◆ **Text block**:
When you tell 11 bankers that someone is in trouble, seems that they ask "how can we help". Just don't try that with effective altruists eh.

I would also guess that there was no one in that room at the fed saying "well actually running on the bank is the rational thing to do actually"

Ben Thompson was possibly even more scathing at Stratechery

I assumed that Silicon Valley broadly was in the business of taking care of their own. … [But] the bank run that resulted made it clear that everyone, from venture capitalists to the startups they advised, were solely concerned about their own welfare, not about the ecosystem as a whole.

Thompson’s argument in that post is that Silicon Valley used to be an iterated game among repeat players: Venture capitalists had long careers and made many investments and would benefit way more from building a good reputation and helping the overall startup ecosystem than they would by maximizing their winnings on any one deal. But, he argues, as startup exits and venture funds have gotten bigger, “success became less about a series of victories and more about going big or going home,” and that cooperative ethos has weakened.

It is funny to think of tech founders and venture capitalists as creatures of myopic self-interest, while bank CEOs are the generous altruists, but the point is the bankers don’t have a choice. Banking is a necessarily social business, banks are interconnected, and the best and biggest bank is only as good as confidence in the broad banking system. You can’t “go big or go home”; even Jamie Dimon has to care about the health of his less competent competitors. If you blitzscale the best food-delivery startup and drive all the other food-delivery startups out of business, you win; if you build the best bank and other banks start going out of business, that is a mixed bag, at best, 

The other contrast I want to point to is crypto. Crypto is a social construct like banking, but it is far more obviously socially constructed. It’s all just stuff that people made up in the last decade or so. It relies even more on confidence, and that confidence is shakier. When a bunch of crypto firms went bust last summer, Sam Bankman-Fried’s crypto exchange FTX, and his crypto trading firm Alameda Research, often ended up rescuing them. Bankman-Fried got the nickname “JPEG Morgan,” referencing J. Pierpont Morgan’s own habit of rescuing troubled banks to avert panic. This was, I think, smart of him; it was what a good banker would do. Bankman-Fried’s own wealth was very highly leveraged to overall confidence in the crypto ecosystem, so it was better for him to support failing competitors — and prop up that confidence — than it would be to let them fail. He was in a cooperative confidence game, and he acted like it.

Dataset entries
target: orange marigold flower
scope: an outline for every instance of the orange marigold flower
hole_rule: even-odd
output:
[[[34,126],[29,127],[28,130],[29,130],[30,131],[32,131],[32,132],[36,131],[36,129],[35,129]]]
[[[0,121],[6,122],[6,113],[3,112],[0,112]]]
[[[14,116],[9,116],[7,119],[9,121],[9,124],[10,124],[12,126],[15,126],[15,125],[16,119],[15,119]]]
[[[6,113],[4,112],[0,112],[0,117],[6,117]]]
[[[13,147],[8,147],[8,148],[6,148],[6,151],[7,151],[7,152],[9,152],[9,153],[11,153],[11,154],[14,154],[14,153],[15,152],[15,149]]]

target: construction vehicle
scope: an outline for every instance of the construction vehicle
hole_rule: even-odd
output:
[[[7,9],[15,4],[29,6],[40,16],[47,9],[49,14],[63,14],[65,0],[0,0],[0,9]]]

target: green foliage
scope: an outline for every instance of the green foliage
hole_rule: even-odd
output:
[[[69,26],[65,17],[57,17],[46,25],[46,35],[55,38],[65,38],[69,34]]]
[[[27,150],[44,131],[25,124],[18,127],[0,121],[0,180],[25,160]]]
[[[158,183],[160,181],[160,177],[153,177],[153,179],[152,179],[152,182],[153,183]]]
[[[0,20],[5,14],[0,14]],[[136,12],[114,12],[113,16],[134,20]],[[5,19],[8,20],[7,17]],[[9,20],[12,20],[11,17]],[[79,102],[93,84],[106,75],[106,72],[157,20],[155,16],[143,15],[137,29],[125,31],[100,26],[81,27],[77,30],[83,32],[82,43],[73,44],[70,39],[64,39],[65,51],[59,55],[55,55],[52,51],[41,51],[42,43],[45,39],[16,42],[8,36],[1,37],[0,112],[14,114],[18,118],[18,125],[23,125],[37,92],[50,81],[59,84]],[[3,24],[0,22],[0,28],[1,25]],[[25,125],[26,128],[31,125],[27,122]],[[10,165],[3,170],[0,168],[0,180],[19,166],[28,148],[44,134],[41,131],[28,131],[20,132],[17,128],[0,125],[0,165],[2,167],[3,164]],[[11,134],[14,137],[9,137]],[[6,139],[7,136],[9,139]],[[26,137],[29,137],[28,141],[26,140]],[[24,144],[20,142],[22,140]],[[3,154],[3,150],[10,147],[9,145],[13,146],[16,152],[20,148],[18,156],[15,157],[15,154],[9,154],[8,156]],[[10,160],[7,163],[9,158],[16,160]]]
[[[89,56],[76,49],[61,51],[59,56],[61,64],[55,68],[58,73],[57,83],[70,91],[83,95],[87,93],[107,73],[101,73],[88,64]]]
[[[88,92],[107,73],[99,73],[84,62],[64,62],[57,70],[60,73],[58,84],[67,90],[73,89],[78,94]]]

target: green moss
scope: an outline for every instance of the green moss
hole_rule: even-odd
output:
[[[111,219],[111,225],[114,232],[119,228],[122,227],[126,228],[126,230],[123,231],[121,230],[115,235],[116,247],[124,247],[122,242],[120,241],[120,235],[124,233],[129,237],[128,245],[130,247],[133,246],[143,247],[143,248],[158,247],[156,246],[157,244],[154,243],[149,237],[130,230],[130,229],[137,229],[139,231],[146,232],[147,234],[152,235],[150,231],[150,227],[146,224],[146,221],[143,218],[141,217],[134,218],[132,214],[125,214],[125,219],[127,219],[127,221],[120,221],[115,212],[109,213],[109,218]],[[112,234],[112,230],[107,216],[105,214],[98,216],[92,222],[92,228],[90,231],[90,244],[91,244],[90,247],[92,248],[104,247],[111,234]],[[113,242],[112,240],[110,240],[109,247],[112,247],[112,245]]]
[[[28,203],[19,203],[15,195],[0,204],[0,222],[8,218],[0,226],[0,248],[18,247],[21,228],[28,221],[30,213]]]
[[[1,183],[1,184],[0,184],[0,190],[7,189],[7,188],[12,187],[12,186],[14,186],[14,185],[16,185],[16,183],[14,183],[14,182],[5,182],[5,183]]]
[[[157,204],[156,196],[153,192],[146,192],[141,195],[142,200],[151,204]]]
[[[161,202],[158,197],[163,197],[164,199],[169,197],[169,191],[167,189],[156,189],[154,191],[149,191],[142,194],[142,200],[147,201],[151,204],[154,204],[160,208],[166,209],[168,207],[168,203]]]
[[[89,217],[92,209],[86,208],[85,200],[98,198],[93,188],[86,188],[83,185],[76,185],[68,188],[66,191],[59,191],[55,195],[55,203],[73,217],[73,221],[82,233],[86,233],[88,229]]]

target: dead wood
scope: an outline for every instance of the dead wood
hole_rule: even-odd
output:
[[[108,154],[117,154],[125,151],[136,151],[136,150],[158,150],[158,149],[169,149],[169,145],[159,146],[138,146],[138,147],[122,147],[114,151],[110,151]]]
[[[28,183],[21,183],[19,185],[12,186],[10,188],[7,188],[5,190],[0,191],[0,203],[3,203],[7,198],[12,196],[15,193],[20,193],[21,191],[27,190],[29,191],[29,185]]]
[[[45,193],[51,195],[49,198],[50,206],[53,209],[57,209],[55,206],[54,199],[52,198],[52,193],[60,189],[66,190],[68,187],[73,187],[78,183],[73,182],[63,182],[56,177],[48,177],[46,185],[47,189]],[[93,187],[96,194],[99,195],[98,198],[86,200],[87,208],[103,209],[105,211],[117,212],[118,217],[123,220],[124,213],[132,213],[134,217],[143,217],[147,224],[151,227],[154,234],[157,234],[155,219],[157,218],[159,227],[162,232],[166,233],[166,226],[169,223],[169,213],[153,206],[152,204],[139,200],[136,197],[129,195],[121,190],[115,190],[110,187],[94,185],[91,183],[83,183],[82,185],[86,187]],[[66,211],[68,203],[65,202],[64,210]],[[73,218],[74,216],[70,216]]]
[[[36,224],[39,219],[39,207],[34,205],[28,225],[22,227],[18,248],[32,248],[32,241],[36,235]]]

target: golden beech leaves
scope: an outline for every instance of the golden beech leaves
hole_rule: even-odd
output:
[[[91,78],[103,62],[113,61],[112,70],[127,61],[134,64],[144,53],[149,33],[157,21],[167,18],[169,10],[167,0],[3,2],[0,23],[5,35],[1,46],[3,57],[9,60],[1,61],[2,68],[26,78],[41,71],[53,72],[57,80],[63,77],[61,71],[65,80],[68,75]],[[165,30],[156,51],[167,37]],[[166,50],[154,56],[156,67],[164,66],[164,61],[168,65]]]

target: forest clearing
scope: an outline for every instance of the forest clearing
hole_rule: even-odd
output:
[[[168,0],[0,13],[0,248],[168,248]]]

◆ **Exercise directions**: Write the next part of the piece about bankers, venture capitalists, and crypto, picking up right after its last sentence.

◆ **Output of the exercise**:
Of course “confidence game” is also a bad thing, and FTX and Alameda went bust themselves in November, which puts Bankman-Fried’s rescues in a worse light: It is good to prop up confidence in a socially beneficial system that runs on confidence, but bad to prop up confidence in a fraud. And while banking is a matter of confidence in a long-standing, deeply socially embedded system that finances lots of people’s real-world houses and businesses, crypto exchanges are … not that. If you are a bank and there is a run on the bank, you will have to sell your mortgage loans and Treasury bonds and whatever, and you will lose money selling them at fire-sale prices, and you might become insolvent and deposits might be at risk and the FDIC and the Fed might have to step in. But if you are a crypto bank and there is a run on the bank, you will have to sell magic beans you made up, and you will sell them for zero dollars, and you will become extremely insolvent and your customers might get pennies on the dollar, and the FDIC and the Fed will absolutely not step in because they are not in the crypto business, but federal prosecutors will be very interested. 

Silicon Valley Bank

When the Federal Deposit Insurance Corp. seized Silicon Valley Bank last Friday, it did what it generally does, which is try to find another bank to buy SVB. The bank had assets (mostly loans and bonds) worth about $197 billion as of Dec. 31 (presumably lower as of last Friday as it had sold assets to meet its bank run), 8  plus presumably some franchise value for a buyer who might want to do more business with tech startups and venture capitalists. But there was some uncertainty there: A lot of SVB’s assets are bonds that are pretty liquid but, these days, fairly volatile, and a lot of its assets are weird loans to startups and influencers that another bank might have a hard time understanding in a weekend.

Meanwhile SVB had liabilities as of Dec. 31 consisting of roughly (1) $8 billion of small deposits insured by the FDIC, (2) $15 billion of advances from the Federal Home Loan Bank system, which are required to be paid back ahead of most other claims and (3) $165 billion of large deposits that were insured because they were above the FDIC’s insurance cap. That comes to about $188 billion, again as of Dec. 31; by last Friday the numbers were lower because billions of dollars of deposits had left in the bank run. Presumably the assets and liabilities had shrunk by roughly the same amount — if $20 billion of deposits went out, then $20 billion of assets were sold to generate the cash — though it would not be surprising if the assets went down a bit faster.

But let’s ignore that and just use the December numbers: $197 billion of assets and $188 billion of more-or-less deposit-like claims. Another bank might have looked at those numbers and said “hmm, $197 billion of assets plus an exciting franchise, I’ll pay $210 billion for that.” It would write the FDIC a check for $210 billion, the FDIC would pay out $188 billion to depositors and the FHLBs, and there’d be money left over for SVB’s bondholders and maybe even shareholders. (I mean, really it would not write a check to the FDIC, it would just assume the deposits: Depositors would wake up on Monday morning to find that their deposits were now at the acquiring bank and everything was fine. 9 )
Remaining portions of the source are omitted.